*Sağlanan Metin*

********************

Türkiye'nin en iyi haber sitesi
OKAN MÜDERRİSOĞLU

Konsept değişikliği

Hafta başında yapılan iki kritik toplantının, terörle mücadelede dönüm noktası olduğu anlaşılıyor. Önce Bakanlar Kurulu toplandı, ardından Güvenlik Zirvesi... Ve Hükümet Sözcüsü Başbakan Yardımcısı Bülent Arınç'tan, "Çok önemli kararlar alındı" açıklaması geldi...
Bu ifade, terörle mücadelede yeni konseptin başlangıcına işaret ediyor. Daha da önemlisi, 1 Ağustos 2009'da Polis Akademisi'nde gerçekleşen "Kürt Meselesinin Çözümü: Türkiye Modeline Doğru" başlıklı çalıştaydan, 13 askerin şehit olduğu 14 Temmuz 2011'deki "Silvan saldırısına" kadar geçen dönemde devletin zirvesindeki muhakeme biçiminin değiştiğini gösteriyor. Habur sendromuna rağmen uykuya yatırılan, yeni anayasa sürecinde canlandırılması hedeflenen eski projenin artık rafa kaldırıldığı anlaşılıyor.

***

Stratejik yaklaşım değişikliği denildiğinde akla hemen alandaki yapısal problemlerle güvenlik ve bilgi paylaşımındaki yetersizlikler geliyor. Nitekim, konunun bu yanı kamuoyuna yansıdı. Bir dizi önlemden söz edildi...
Valilerin koordinasyon yetkisinin artırılacağı, polis ve jandarmanın birlikte çalışacağı, istihbaratın tek merkezden yönetileceği, sınır birliklerinin profesyonelleşeceği, emniyet özel harekâtın nokta operasyonlar yapacağı, Kandil üzerindeki baskının artırılacağı, örgütün lider kadrosunun etkisizleştirileceği, Irak Bölgesel Kürt Yönetimi'nin PKK'lı teröristleri himaye etmemesi için işbirliğine zorlanacağı, mali kaynakların kesilmesine yönelik diplomatik girişimlere ivme kazandırılacağı, asker ve polisin teknik kapasitesinin iyileştirileceği yazıldı, çizildi. Bu kapsamda ciddi adımlar da atıldı. Göz göre göre şehit verilmesini durduracak tedbirler sıkılaştırıldı. Mehmetçiği operasyon bölgesine süren, nöbete diken kadroların hesap verebilmesinin önü açıldı.

********************

*Veri Alıntıları*
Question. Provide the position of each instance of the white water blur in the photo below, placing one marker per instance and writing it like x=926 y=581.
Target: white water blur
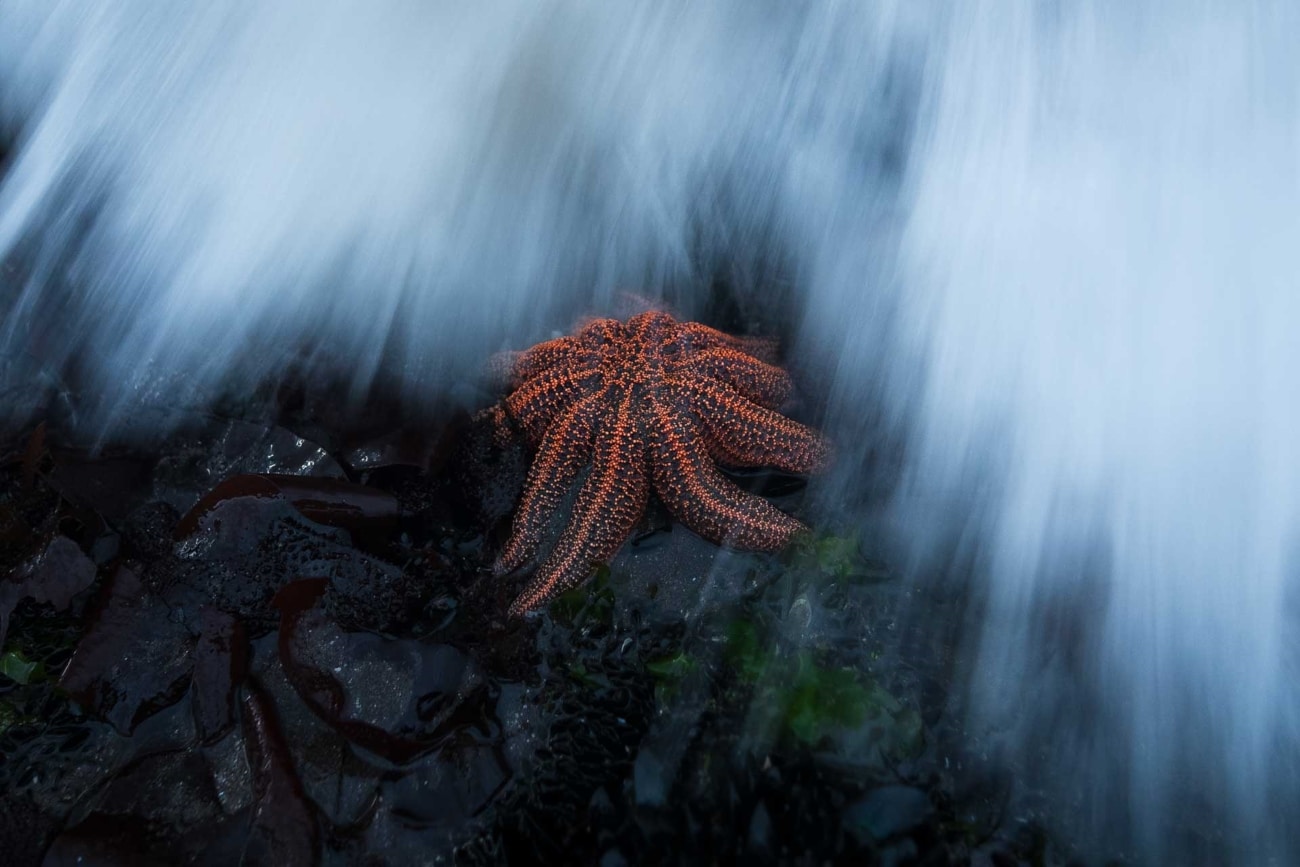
x=1058 y=243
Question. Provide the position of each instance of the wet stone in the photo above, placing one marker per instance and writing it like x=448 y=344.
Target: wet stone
x=888 y=811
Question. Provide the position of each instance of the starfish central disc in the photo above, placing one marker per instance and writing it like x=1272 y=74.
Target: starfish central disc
x=646 y=404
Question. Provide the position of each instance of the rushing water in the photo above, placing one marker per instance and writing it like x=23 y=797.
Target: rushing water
x=1052 y=250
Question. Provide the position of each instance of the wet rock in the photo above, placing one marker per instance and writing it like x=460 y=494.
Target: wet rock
x=888 y=813
x=193 y=462
x=397 y=699
x=53 y=577
x=220 y=666
x=333 y=502
x=134 y=659
x=285 y=829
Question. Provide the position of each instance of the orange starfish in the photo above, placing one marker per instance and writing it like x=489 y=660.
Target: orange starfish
x=646 y=404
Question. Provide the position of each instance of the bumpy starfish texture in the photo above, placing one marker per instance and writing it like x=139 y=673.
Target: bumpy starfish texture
x=651 y=403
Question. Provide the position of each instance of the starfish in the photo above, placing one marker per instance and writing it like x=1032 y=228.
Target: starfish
x=646 y=404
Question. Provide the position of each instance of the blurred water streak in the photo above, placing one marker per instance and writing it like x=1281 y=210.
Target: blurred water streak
x=1051 y=248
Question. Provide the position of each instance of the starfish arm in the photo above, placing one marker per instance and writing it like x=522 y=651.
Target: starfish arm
x=599 y=333
x=545 y=356
x=701 y=337
x=536 y=403
x=702 y=498
x=748 y=434
x=611 y=501
x=763 y=384
x=566 y=449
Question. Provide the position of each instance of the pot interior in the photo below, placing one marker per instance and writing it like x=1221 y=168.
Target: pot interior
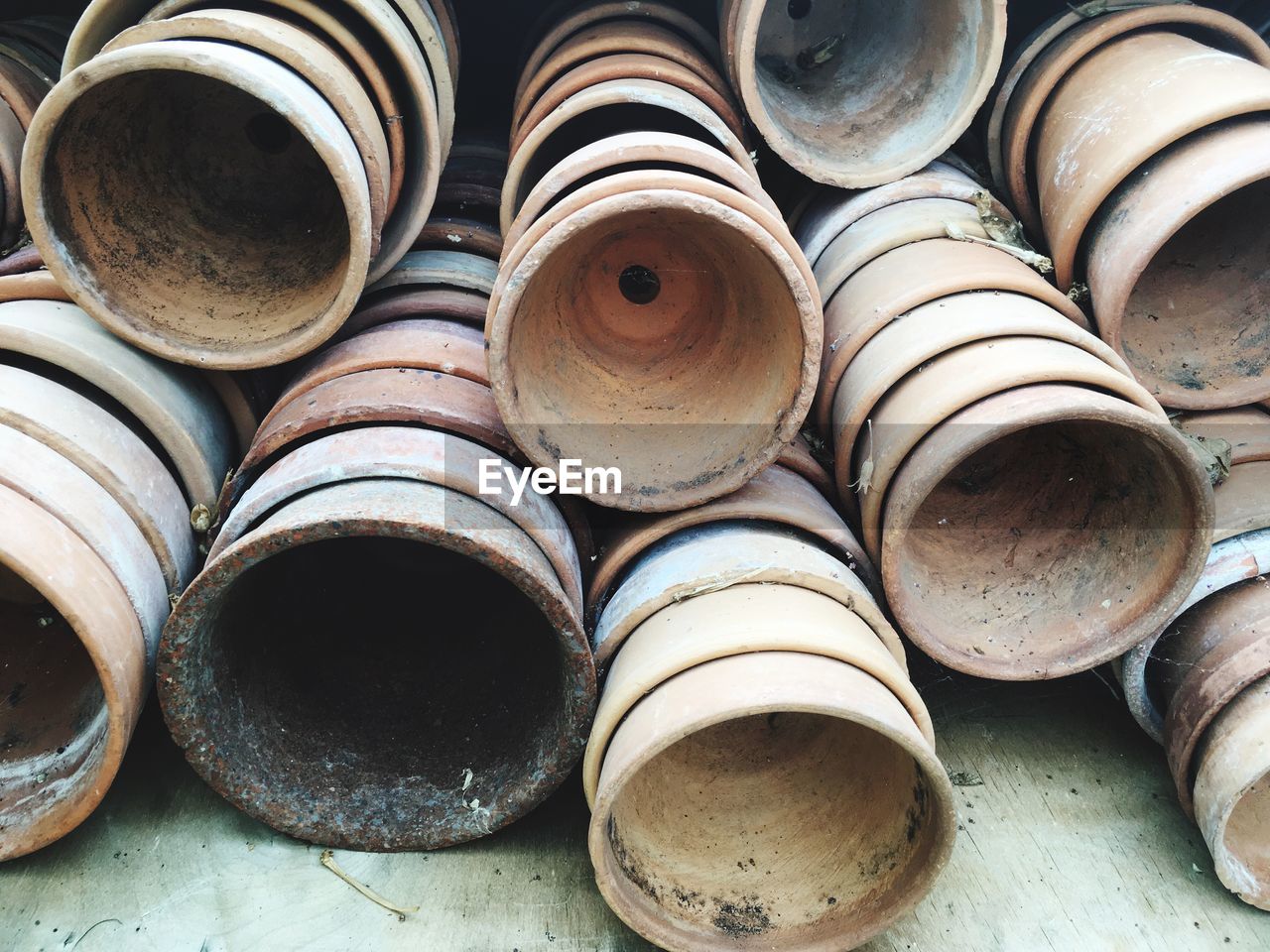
x=354 y=682
x=772 y=830
x=674 y=362
x=53 y=710
x=1198 y=321
x=194 y=209
x=1043 y=544
x=861 y=80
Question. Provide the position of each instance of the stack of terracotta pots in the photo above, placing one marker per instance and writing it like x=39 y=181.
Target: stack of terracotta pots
x=991 y=445
x=1137 y=144
x=652 y=312
x=381 y=654
x=109 y=461
x=757 y=706
x=217 y=186
x=856 y=94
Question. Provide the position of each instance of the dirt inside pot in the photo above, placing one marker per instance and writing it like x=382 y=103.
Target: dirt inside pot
x=53 y=708
x=1035 y=551
x=1199 y=315
x=675 y=362
x=772 y=829
x=862 y=80
x=194 y=209
x=393 y=692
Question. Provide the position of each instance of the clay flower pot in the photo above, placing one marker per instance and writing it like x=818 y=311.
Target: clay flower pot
x=1052 y=56
x=443 y=738
x=907 y=277
x=572 y=382
x=763 y=756
x=602 y=111
x=309 y=58
x=857 y=95
x=1175 y=268
x=714 y=556
x=76 y=658
x=1155 y=87
x=734 y=621
x=1118 y=543
x=1230 y=793
x=173 y=404
x=235 y=272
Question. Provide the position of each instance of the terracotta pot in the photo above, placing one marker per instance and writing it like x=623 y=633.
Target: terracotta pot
x=761 y=756
x=775 y=495
x=409 y=453
x=1207 y=656
x=1230 y=793
x=851 y=95
x=405 y=301
x=444 y=739
x=734 y=621
x=112 y=454
x=714 y=556
x=911 y=276
x=1051 y=63
x=255 y=287
x=1229 y=562
x=890 y=227
x=432 y=399
x=965 y=546
x=1192 y=209
x=829 y=212
x=75 y=664
x=624 y=10
x=558 y=371
x=638 y=151
x=602 y=111
x=630 y=66
x=422 y=344
x=1176 y=85
x=312 y=59
x=451 y=270
x=175 y=405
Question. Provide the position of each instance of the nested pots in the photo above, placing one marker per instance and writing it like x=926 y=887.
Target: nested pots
x=861 y=94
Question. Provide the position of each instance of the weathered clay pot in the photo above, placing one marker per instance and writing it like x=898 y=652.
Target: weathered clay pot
x=1229 y=562
x=572 y=381
x=714 y=556
x=1118 y=543
x=440 y=739
x=1176 y=267
x=73 y=664
x=775 y=495
x=240 y=268
x=630 y=66
x=829 y=212
x=857 y=95
x=606 y=109
x=112 y=454
x=1230 y=793
x=309 y=58
x=758 y=757
x=1153 y=87
x=898 y=281
x=1051 y=64
x=175 y=405
x=733 y=621
x=404 y=452
x=1209 y=655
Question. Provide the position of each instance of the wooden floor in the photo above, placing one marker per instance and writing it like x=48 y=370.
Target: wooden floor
x=1071 y=839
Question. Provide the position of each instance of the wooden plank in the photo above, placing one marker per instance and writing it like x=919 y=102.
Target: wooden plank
x=1071 y=838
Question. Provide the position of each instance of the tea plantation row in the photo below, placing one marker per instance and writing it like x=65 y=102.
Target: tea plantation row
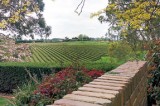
x=52 y=53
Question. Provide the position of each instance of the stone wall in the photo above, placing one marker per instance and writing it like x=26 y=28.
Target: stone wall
x=123 y=86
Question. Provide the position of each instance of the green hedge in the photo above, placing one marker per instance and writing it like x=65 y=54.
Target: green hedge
x=12 y=75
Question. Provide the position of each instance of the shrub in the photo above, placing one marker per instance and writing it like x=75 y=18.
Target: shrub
x=12 y=76
x=153 y=89
x=55 y=86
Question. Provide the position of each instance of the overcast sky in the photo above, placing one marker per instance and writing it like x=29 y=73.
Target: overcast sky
x=65 y=22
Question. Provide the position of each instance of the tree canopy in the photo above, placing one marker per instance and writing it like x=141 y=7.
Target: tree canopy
x=137 y=18
x=23 y=17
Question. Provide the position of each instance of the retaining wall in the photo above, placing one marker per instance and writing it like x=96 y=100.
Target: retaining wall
x=123 y=86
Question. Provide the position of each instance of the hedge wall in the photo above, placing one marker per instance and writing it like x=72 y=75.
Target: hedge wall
x=12 y=76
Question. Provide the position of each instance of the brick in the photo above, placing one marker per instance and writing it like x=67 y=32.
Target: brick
x=94 y=94
x=67 y=102
x=98 y=90
x=107 y=84
x=125 y=88
x=104 y=87
x=100 y=101
x=115 y=76
x=115 y=79
x=110 y=81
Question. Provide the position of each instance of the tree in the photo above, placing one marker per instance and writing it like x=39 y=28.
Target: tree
x=22 y=17
x=137 y=19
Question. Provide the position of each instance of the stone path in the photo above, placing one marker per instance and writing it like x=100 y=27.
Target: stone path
x=123 y=86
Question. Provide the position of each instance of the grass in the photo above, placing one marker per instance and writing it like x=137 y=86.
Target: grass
x=65 y=52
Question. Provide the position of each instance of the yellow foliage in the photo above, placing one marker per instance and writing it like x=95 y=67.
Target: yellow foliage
x=135 y=15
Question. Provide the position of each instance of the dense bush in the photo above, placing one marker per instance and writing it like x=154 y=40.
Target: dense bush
x=13 y=75
x=55 y=86
x=153 y=57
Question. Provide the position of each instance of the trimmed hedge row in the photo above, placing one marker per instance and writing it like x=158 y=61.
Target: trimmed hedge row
x=13 y=76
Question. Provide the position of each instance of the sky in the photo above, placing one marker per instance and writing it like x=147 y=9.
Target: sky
x=60 y=15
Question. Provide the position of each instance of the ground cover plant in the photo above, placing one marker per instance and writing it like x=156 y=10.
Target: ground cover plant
x=3 y=101
x=53 y=87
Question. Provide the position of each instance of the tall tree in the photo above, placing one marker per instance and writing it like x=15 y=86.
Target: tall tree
x=137 y=19
x=22 y=17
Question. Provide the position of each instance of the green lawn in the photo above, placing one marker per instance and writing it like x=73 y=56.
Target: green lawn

********************

*Yapılacak İş*
Terörle mücadeledeki konsept değişikliğini ele alan metinden, "Bu ifade, terörle" sözcüklerini içeren ifadeyle açılıp "önlemden söz edildi..." ile kapanan bölümü hiçbir değişiklik yapmadan yazınız.

*Görev Çıktısı*
Bu ifade, terörle mücadelede yeni konseptin başlangıcına işaret ediyor. Daha da önemlisi, 1 Ağustos 2009'da Polis Akademisi'nde gerçekleşen "Kürt Meselesinin Çözümü: Türkiye Modeline Doğru" başlıklı çalıştaydan, 13 askerin şehit olduğu 14 Temmuz 2011'deki "Silvan saldırısına" kadar geçen dönemde devletin zirvesindeki muhakeme biçiminin değiştiğini gösteriyor. Habur sendromuna rağmen uykuya yatırılan, yeni anayasa sürecinde canlandırılması hedeflenen eski projenin artık rafa kaldırıldığı anlaşılıyor.

***

Stratejik yaklaşım değişikliği denildiğinde akla hemen alandaki yapısal problemlerle güvenlik ve bilgi paylaşımındaki yetersizlikler geliyor. Nitekim, konunun bu yanı kamuoyuna yansıdı. Bir dizi önlemden söz edildi...